=== WHAT YOU SHOULD DO ===
Copy the listing from the line with "INPUT: evergreen tree" up to and including the line with "149,133 -> 468,175", keeping every line, requests included. Scale each bounding-box coordinate in the answers by 0.55, rounding to whole numbers with halves going up, and leave the numbers in the requests and format samples as they are.

=== DATA RECORDS ===
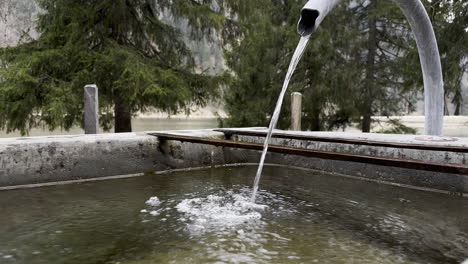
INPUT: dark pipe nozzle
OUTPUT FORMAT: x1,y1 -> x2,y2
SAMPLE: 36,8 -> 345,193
297,9 -> 320,37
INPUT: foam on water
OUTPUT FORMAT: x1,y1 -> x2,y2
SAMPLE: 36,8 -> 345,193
145,196 -> 161,206
176,189 -> 268,230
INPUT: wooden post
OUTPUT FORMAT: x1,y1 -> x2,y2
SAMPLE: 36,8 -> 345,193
291,92 -> 302,130
84,84 -> 99,134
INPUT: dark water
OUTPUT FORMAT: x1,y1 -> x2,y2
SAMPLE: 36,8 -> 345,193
0,166 -> 468,263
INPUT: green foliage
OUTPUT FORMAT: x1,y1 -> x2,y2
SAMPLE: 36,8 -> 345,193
0,0 -> 227,134
377,119 -> 417,135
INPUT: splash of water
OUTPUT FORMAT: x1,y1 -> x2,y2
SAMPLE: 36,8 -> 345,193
251,37 -> 309,203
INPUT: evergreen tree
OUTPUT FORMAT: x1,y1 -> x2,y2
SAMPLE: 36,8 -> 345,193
0,0 -> 224,134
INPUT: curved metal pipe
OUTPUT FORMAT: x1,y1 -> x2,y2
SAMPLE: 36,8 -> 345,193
297,0 -> 444,136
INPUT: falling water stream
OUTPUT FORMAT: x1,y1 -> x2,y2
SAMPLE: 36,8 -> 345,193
251,36 -> 309,203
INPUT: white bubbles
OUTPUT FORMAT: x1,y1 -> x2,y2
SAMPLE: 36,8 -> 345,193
176,191 -> 268,231
145,196 -> 161,206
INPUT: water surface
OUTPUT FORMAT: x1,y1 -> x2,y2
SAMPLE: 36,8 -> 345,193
0,166 -> 468,264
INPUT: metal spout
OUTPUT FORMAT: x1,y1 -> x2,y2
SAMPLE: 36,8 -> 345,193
297,0 -> 444,136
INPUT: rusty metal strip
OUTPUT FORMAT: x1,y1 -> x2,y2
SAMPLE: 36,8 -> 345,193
214,129 -> 468,153
149,133 -> 468,175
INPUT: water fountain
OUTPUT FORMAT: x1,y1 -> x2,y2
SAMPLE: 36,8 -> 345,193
297,0 -> 444,136
252,0 -> 444,202
0,0 -> 468,264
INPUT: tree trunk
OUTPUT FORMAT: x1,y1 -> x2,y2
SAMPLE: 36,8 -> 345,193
361,0 -> 377,132
114,94 -> 132,133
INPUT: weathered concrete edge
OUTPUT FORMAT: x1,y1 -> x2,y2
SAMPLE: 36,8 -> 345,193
0,130 -> 224,186
0,129 -> 468,193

=== PROBLEM SOLUTION ===
INPUT: evergreen tree
OUTPUT FORMAT: x1,y1 -> x2,y2
SAMPLE: 36,8 -> 345,193
0,0 -> 123,74
INPUT: curved metal pipe
OUTPUT FORMAT: x1,y1 -> x2,y2
SAMPLE: 36,8 -> 345,193
163,0 -> 244,75
INPUT: falling water stream
OUTPUT FORMAT: x1,y1 -> x2,y2
SAMPLE: 36,8 -> 345,193
138,20 -> 170,112
INPUT: white bubbles
OUTPUT FORMAT: x1,y1 -> x2,y2
SAMPLE: 36,8 -> 345,193
97,105 -> 147,127
80,108 -> 89,113
INPUT: water surface
OUTPUT FORMAT: x1,y1 -> x2,y2
SAMPLE: 36,8 -> 345,193
0,91 -> 257,145
INPUT: metal spout
OUTPUT FORMAT: x1,y1 -> x2,y2
SAMPLE: 36,8 -> 345,193
163,0 -> 244,75
INPUT: rusty metal strip
OUTPUT FORMAT: x1,y1 -> x2,y2
SAMPLE: 36,8 -> 345,193
118,71 -> 257,84
82,73 -> 257,96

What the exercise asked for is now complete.